The meeting focuses on a text from the Gospels that we have printed out. Key to the evening is the role of the leader. My wife, Sarah, leads the discussion well because she makes everyone feel welcome. She finds ways to reassure the ones who look afraid and encourage those who look interested. She gets the discussion moving toward the heart of the biblical text and gently guides people to apply the text to their own lives. A successful meeting evokes a sense of joint discovery, of finding a treasure of great price and finding it together.

This approach, of course, is nothing new. Paul’s ministry in Ephesus, for instance, included not only proclamation and teaching but also dialegomenos, reasoning together or persuading, at the Tyrannus lecture hall (Acts 19:9). He regularly received groups of people and interacted with them, presumably for hours. Paul did not halt his public preaching and market evangelizing, but he recognized that for some people—as for most people today, I’d argue—a longer, more relational approach is needed.

Many people who come to our groups do not end up embracing the faith, but some do. One who did is Ella, a woman from an Eastern European country who was raised on communist skepticism of religion. She had numerous doubts, vigorously articulated. We spent evenings fielding her questions, empathizing with her complaints and trying to argue as strongly as she did, yet in a way that respected her independence and ability to disagree with us.

* **STUDY MATERIAL**
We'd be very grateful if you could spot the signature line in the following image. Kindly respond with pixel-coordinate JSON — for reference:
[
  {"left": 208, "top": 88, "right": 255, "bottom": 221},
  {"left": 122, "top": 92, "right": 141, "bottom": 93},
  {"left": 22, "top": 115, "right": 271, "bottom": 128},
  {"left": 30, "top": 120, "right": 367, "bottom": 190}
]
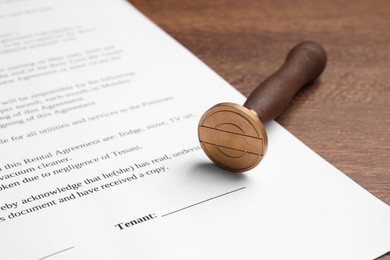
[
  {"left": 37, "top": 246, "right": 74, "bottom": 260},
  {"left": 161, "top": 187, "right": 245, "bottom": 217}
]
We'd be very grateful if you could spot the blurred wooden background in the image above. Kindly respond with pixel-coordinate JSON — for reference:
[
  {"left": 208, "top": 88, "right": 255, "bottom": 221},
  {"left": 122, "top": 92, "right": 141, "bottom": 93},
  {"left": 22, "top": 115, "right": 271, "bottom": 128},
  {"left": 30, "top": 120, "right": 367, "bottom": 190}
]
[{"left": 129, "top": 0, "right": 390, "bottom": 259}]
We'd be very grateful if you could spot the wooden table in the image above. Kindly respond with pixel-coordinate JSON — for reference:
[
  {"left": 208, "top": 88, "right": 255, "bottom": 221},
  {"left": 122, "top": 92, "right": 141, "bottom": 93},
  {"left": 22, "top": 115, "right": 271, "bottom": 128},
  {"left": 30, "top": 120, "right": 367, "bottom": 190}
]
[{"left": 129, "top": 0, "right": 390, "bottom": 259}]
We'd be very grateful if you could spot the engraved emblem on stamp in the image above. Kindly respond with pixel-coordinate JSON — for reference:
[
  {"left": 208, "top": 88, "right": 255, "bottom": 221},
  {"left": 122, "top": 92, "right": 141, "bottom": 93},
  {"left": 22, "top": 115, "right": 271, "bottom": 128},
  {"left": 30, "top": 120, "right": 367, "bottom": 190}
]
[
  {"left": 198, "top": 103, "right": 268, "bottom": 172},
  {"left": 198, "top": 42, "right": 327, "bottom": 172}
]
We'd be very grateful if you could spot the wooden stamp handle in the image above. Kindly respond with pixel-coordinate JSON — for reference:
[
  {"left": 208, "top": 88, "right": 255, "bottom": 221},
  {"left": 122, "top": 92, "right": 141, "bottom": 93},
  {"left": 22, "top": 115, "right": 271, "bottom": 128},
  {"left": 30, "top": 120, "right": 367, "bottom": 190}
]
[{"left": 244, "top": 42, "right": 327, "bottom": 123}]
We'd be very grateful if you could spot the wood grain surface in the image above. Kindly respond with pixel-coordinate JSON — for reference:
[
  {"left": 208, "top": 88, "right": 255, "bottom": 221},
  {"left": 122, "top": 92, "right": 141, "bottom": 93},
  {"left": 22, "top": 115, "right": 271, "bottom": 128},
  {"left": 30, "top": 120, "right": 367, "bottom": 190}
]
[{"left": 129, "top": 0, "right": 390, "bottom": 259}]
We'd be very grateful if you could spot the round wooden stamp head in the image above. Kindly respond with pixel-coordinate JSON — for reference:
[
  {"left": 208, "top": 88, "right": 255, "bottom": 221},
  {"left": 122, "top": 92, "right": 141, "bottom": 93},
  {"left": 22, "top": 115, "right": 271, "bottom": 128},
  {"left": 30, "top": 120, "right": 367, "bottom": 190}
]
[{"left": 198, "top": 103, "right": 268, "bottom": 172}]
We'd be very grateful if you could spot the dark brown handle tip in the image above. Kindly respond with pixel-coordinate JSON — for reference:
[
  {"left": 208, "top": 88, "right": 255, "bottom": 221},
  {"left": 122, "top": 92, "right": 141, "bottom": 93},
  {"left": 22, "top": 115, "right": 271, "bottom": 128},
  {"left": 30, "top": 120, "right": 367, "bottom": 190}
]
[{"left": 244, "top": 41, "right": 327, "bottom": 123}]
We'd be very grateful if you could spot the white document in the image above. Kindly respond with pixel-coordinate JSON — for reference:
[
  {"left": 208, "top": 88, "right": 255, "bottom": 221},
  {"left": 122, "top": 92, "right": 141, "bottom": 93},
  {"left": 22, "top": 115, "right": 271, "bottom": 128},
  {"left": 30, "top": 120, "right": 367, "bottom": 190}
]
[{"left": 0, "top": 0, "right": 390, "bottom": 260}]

---

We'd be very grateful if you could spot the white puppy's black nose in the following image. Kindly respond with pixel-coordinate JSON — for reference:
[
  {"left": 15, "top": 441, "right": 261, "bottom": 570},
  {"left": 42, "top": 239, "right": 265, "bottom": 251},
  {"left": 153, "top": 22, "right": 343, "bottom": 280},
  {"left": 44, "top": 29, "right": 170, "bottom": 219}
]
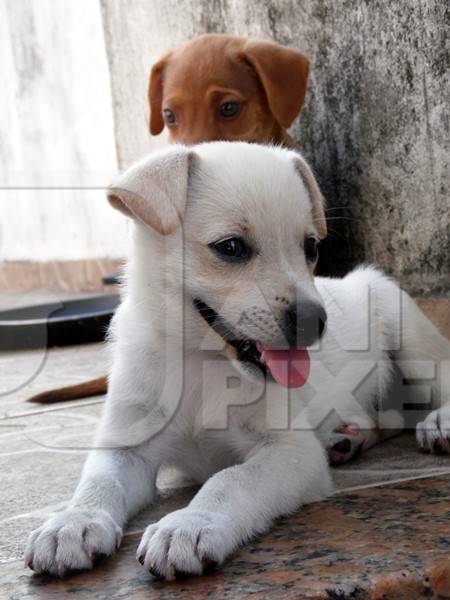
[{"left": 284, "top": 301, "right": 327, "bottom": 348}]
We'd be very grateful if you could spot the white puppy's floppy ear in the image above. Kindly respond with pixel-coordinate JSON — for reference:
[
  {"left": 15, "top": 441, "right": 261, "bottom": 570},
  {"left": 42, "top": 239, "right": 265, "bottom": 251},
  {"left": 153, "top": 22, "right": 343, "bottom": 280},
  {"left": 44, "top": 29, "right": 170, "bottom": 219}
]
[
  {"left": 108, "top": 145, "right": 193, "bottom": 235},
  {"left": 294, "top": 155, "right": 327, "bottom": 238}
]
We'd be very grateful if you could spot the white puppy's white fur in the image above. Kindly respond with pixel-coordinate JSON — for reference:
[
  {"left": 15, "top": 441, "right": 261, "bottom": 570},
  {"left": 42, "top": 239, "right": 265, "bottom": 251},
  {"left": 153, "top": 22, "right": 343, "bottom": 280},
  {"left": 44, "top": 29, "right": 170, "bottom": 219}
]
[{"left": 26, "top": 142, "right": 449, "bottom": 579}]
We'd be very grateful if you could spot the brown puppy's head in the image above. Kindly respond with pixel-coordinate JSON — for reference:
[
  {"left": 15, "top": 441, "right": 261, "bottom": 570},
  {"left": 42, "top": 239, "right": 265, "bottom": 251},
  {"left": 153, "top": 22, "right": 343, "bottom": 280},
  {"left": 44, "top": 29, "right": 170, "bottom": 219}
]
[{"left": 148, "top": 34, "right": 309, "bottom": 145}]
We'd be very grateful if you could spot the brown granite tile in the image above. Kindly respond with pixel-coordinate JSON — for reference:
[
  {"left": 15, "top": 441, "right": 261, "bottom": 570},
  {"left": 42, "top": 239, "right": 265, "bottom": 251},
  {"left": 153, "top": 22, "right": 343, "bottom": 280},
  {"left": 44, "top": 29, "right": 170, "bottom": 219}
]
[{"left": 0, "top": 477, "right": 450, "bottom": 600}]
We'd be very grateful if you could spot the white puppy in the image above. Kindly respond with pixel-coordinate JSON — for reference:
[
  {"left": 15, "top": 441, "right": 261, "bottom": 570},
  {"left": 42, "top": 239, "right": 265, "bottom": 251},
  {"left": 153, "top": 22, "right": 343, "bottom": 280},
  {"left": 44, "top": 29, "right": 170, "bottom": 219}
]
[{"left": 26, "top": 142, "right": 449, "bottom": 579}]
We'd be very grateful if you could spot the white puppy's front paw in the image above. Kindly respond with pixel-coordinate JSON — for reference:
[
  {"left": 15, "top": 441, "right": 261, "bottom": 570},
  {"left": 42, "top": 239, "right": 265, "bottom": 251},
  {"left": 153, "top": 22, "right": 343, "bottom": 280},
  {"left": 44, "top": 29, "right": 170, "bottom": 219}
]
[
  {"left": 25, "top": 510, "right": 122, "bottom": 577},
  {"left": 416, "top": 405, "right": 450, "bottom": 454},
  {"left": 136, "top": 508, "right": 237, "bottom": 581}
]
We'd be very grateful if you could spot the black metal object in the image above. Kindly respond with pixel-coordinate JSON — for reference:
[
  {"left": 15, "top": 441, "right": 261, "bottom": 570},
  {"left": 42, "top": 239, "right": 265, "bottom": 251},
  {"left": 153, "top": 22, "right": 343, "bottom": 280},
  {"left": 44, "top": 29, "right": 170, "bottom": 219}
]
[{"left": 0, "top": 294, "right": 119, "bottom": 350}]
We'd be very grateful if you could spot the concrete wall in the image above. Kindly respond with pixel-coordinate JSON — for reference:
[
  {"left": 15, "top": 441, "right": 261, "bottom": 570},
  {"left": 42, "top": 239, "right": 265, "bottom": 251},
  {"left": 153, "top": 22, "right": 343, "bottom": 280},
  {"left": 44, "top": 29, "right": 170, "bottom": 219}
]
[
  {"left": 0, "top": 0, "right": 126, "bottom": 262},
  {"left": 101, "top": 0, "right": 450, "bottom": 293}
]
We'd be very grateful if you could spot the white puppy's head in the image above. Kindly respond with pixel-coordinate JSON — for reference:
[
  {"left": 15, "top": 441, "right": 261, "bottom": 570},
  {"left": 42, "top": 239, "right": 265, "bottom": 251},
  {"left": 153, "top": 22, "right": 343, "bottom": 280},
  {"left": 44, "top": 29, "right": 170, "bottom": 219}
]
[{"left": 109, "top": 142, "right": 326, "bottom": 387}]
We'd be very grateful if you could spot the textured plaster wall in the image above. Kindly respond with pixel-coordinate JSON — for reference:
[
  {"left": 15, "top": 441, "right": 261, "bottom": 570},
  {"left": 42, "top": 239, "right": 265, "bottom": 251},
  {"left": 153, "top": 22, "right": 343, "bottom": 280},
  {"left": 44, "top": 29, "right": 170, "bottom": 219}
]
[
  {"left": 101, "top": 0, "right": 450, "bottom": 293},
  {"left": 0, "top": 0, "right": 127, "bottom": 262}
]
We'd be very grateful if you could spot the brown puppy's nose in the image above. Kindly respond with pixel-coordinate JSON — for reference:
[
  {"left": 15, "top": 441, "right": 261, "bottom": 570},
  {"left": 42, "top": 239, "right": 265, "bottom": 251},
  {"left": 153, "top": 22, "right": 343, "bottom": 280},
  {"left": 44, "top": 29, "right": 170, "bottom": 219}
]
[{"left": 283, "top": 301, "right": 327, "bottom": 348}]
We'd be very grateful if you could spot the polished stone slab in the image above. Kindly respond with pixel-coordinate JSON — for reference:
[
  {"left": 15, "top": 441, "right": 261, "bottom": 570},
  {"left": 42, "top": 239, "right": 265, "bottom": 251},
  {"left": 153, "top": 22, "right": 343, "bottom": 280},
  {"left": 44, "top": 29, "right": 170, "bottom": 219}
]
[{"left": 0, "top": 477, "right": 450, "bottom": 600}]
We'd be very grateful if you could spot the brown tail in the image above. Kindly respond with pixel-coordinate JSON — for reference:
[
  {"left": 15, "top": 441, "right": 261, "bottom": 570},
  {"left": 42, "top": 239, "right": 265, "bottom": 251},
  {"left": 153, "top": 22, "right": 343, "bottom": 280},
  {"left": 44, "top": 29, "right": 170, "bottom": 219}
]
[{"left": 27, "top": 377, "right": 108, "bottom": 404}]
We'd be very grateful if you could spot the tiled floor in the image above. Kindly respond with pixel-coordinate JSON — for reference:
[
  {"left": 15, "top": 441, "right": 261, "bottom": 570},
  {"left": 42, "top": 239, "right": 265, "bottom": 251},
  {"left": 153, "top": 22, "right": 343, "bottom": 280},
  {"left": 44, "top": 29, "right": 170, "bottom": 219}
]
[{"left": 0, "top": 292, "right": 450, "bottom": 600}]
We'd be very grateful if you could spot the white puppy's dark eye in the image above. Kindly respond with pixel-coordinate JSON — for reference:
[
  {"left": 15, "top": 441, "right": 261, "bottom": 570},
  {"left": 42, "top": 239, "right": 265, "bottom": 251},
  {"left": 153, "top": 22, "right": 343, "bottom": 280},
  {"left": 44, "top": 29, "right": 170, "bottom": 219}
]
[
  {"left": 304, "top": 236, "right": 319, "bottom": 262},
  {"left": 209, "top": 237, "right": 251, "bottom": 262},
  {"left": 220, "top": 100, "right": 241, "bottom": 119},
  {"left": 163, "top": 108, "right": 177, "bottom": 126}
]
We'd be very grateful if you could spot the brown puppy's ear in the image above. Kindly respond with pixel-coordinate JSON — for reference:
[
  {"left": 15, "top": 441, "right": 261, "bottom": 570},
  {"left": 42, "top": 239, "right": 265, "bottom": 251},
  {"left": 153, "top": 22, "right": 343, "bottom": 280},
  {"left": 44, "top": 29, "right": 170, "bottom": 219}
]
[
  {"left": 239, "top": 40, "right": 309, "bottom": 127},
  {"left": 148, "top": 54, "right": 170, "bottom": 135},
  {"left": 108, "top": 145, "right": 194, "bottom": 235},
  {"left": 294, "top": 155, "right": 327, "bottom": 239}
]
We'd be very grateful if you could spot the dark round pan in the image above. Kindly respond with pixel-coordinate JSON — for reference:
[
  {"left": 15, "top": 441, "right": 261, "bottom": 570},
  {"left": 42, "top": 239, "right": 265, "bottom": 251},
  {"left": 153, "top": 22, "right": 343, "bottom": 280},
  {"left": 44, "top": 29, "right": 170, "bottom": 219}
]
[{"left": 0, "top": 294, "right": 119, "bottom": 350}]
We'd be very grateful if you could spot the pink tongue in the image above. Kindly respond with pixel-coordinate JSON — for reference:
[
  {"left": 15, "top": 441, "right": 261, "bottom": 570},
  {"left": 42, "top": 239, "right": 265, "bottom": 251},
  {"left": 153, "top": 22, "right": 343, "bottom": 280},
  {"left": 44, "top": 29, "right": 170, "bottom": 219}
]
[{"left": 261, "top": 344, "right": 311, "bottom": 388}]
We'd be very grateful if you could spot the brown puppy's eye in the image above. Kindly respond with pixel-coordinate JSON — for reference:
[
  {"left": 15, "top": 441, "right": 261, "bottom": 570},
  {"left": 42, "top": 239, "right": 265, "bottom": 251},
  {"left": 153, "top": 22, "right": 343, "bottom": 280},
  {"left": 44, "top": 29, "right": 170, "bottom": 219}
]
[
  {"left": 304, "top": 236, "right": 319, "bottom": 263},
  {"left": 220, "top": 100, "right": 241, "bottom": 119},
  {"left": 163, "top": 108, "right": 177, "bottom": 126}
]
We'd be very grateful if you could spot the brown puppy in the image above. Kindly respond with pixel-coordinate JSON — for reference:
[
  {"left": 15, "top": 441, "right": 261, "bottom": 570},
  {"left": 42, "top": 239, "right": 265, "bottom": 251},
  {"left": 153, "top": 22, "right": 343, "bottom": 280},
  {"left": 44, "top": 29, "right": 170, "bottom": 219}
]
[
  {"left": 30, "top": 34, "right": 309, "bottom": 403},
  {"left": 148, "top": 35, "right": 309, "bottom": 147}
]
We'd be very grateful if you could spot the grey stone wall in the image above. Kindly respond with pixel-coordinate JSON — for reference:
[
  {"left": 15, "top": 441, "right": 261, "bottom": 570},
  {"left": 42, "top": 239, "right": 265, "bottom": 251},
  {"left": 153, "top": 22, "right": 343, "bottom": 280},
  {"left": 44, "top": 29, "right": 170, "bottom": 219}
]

* **TASKS FOR THIS EXERCISE**
1 > Do these statements agree with the passage about the Gospel discussion meetings? Answer yes or no for each and quote the words that decide it.
(a) Sarah leads the discussion well because she makes everyone feel welcome.
(b) During his ministry in Ephesus, Paul stopped his public preaching.
(c) Ella was raised on communist skepticism of religion.
2 > Resume the passage about the Gospel discussion meetings, starting after its last sentence.

* **RESPONSES BY ITEM NUMBER**
1 >
(a) Yes: "My wife, Sarah, leads the discussion well because she makes everyone feel welcome."
(b) No: "Paul did not halt his public preaching and market evangelizing."
(c) Yes: "a woman from an Eastern European country who was raised on communist skepticism of religion."

2 >
For some months we did not see her, but then she came for the first time to church on a Sunday and was visibly touched by the service. Again we did not see her for some months, but spiritual questions surfaced again for her, and after several other evenings of conversations, she became a follower of Christ.

Every new group takes its own adventure. We cherish the honesty of the seekers and the beauty of people using their intelligence, able at last to talk not just about the weather or other superficialities but about things that matter.

Our latest discovery group consisted of five seekers. One was Valentina, who said she wanted to find out what exactly the Christian faith is. One was Riccardo, who said he really had no interest in Christianity. One was Ilaria, who said, “I don’t get why are there so many rules! I’m someone who experiments with stuff. I can’t get people telling me what to do and what not to do. I feel they just want to control us.”

At this, Riccardo jumped in. “You still don’t get it? Religion is just a way of controlling people. It’s just stuff made up—all these myths and stories that say there is just one truth, their truth.”

Melissa said, “What bugs me is that I feel that the whole thing has lost its meaning. I went to some church events, and after the meditation everyone stood in silence for 30 minutes. I tried to meditate too, but it felt so empty. Not for me.”

At this point the disparate complaints converged into a stream: the group enumerated a long list of corruptions, abuses, hypocrisies. It referred to church leaders who were apparently motivated by money, or who had abused their authority or abused children.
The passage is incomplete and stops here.